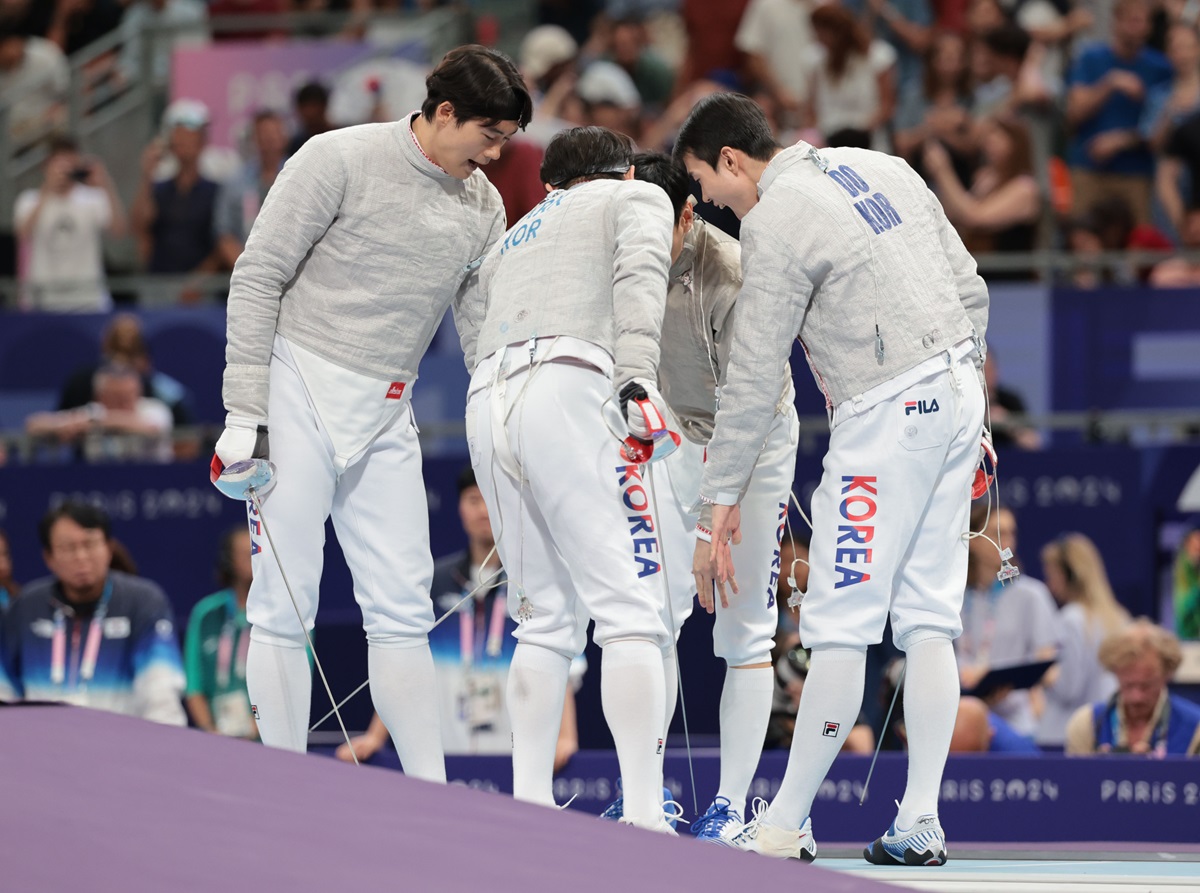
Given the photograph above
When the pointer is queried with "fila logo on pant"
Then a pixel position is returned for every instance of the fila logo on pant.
(921, 407)
(857, 507)
(773, 583)
(641, 521)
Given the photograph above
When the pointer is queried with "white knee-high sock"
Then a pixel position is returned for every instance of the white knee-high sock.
(535, 693)
(633, 693)
(405, 691)
(930, 707)
(829, 705)
(745, 711)
(671, 691)
(280, 684)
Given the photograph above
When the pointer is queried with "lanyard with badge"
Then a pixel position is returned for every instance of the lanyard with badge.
(480, 702)
(91, 648)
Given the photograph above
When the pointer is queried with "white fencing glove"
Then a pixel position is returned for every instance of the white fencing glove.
(240, 462)
(643, 408)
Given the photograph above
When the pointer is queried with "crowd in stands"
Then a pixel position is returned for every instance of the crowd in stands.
(1038, 124)
(1107, 690)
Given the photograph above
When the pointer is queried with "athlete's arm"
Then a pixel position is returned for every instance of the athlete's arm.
(299, 209)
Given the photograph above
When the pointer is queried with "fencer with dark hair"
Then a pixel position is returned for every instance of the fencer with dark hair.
(365, 239)
(562, 339)
(849, 251)
(697, 330)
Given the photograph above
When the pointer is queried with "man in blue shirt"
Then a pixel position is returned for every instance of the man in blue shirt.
(1108, 85)
(89, 635)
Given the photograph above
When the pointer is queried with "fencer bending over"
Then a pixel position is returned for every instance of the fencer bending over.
(706, 279)
(567, 329)
(366, 237)
(849, 250)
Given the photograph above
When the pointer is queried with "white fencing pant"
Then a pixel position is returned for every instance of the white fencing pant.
(581, 540)
(892, 509)
(379, 511)
(744, 631)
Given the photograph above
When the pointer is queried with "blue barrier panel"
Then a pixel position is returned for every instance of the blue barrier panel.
(983, 799)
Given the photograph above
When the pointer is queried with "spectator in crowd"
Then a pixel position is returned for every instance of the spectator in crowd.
(89, 635)
(549, 66)
(1143, 717)
(1177, 271)
(239, 199)
(629, 46)
(9, 587)
(978, 730)
(937, 106)
(120, 424)
(1186, 589)
(711, 28)
(78, 23)
(1108, 87)
(167, 24)
(1003, 624)
(124, 343)
(610, 99)
(225, 9)
(907, 28)
(1170, 102)
(1087, 613)
(173, 219)
(1006, 407)
(1003, 205)
(778, 40)
(34, 82)
(61, 225)
(312, 114)
(1177, 178)
(215, 646)
(473, 655)
(852, 81)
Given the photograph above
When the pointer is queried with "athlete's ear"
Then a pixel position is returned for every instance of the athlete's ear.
(688, 217)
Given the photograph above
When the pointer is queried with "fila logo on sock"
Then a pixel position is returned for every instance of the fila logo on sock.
(921, 407)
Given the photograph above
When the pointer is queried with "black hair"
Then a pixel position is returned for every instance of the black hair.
(667, 174)
(1008, 41)
(723, 120)
(90, 517)
(586, 154)
(312, 94)
(466, 480)
(480, 83)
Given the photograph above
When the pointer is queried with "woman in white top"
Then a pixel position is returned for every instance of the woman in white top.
(1089, 612)
(853, 78)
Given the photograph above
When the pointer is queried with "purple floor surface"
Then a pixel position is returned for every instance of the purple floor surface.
(97, 802)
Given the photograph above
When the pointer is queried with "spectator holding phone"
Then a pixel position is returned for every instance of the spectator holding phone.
(60, 226)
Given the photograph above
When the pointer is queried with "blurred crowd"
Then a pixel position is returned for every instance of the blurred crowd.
(1041, 124)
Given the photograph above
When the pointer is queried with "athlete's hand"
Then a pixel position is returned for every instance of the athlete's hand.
(702, 573)
(726, 531)
(365, 747)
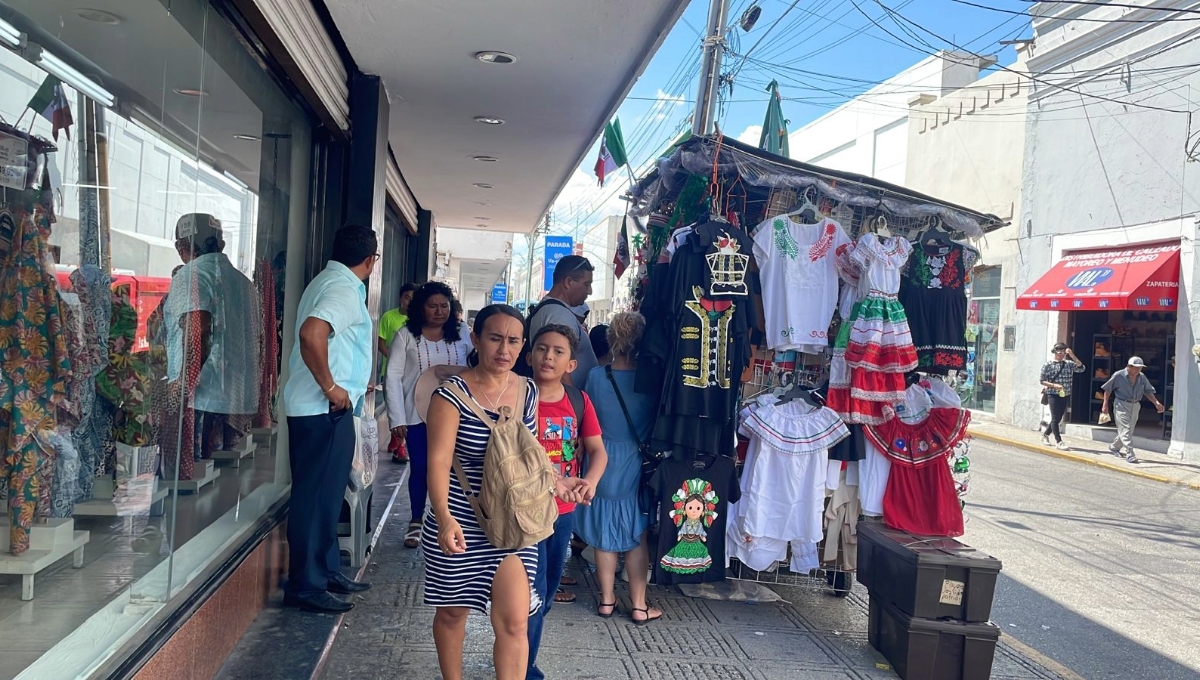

**PROBLEM REQUIREMENTS:** Your response must reproduce every line of the data exactly, with images omitted.

**RESPONSE AREA:**
Given the photograph above
When the pointer is queried with "fila logo on pant"
Then a pixel position is returned for every instance of the fila logo on pant.
(921, 407)
(857, 507)
(773, 583)
(641, 521)
Given the photograph above
When the pointer is queried with "white knee-high sock"
Then a pixel position is returned for every instance of the white knee-high sock.
(535, 693)
(633, 693)
(405, 691)
(930, 707)
(829, 705)
(745, 711)
(671, 691)
(280, 684)
Given the photograph above
When the pointer is queried with "lanyard with badge"
Then a pixel position is returned for every instance of the lanyard with badge.
(480, 702)
(91, 648)
Given the photograph above
When the pointer is queried with "white fencing glove"
Then a pixel position is returned for every instance of the white fencing glove.
(240, 462)
(643, 408)
Given the photograph above
When the pointer is queried with "crowd in stands"
Then a pixel position is returned for every instance of the crowd in stands.
(1038, 124)
(1107, 690)
Given the photograph above
When the pointer is queried with "athlete's arm"
Then a pixel position is returned for every instance of the athlete's arm.
(299, 209)
Given the photograph above
When the pointer is queried with "fencer with dark hair"
Then a pixel position is returned for every instance of the fencer with dark hair.
(365, 239)
(562, 339)
(849, 251)
(697, 330)
Given the photograph above
When the pointer is queried with "man in blue shirt"
Then a pixel position is returned for every instance of the man in blue shirt.
(1108, 85)
(89, 635)
Given the photograph above
When the pointer is queried with "fencer bending over"
Then a pixel position is returned for every instance of the fencer bending over.
(706, 279)
(567, 329)
(366, 237)
(849, 250)
Given the photograph above
When the pointer is queried with "white fencing pant"
Then a pixel position is returned for every instance of the white fencing pant.
(581, 540)
(892, 509)
(379, 511)
(744, 631)
Given the photograph above
When the pointer is queried with "blue barrier panel"
Then a pixel position is returned for every instance of the blue barrier panel.
(983, 799)
Given the photograph above
When the pointer is queried with "spectator in crowd"
Then a pixel position is returned for every instance of the spectator in crowd.
(89, 635)
(549, 66)
(1143, 717)
(1177, 271)
(239, 199)
(629, 46)
(9, 587)
(978, 730)
(937, 106)
(120, 424)
(1186, 589)
(711, 28)
(78, 23)
(1108, 87)
(167, 24)
(1003, 624)
(124, 343)
(610, 99)
(225, 9)
(907, 28)
(1170, 102)
(1087, 613)
(173, 219)
(1006, 407)
(1003, 205)
(778, 40)
(34, 82)
(61, 225)
(312, 114)
(1177, 178)
(215, 646)
(473, 655)
(852, 81)
Given the photograph above
When the pointer is queried with "athlete's ear"
Then a pixel position is returned for every instance of the athlete's ear.
(688, 217)
Given the photograph above
When the pointer is queried with "fila logo on sock"
Then a pixel position is returned for every instance of the fila logo on sock.
(921, 407)
Given the photograph above
When the pointer is queried with "black hair"
Then a pixel position is returned for every instance of the black hair.
(667, 174)
(1008, 41)
(723, 120)
(90, 517)
(586, 154)
(312, 94)
(466, 480)
(480, 83)
Given the photograph above
When the pointer is queried with "woman in white top"
Then a pixel position is returned for every instance of the woman in white top.
(1089, 612)
(853, 78)
Given the photograph above
When the pointer is queried with "purple floor surface"
Then a pixel position is returned for every instance of the purple floor surface.
(97, 802)
Given the photograph above
When the pointer is queried with "spectator holding phone"
Then a pixel position is returned for every instance of the spectator holding phone.
(60, 226)
Given the photograph above
When the pointer is queried with "blurred crowd"
Then a pixel position is returned for every instance of the blurred crowd.
(1041, 124)
Given the photograph above
When the pointer is queried with "athlete's hand"
Then a pixel position is returned for every instance of the athlete's hand.
(702, 573)
(726, 531)
(365, 747)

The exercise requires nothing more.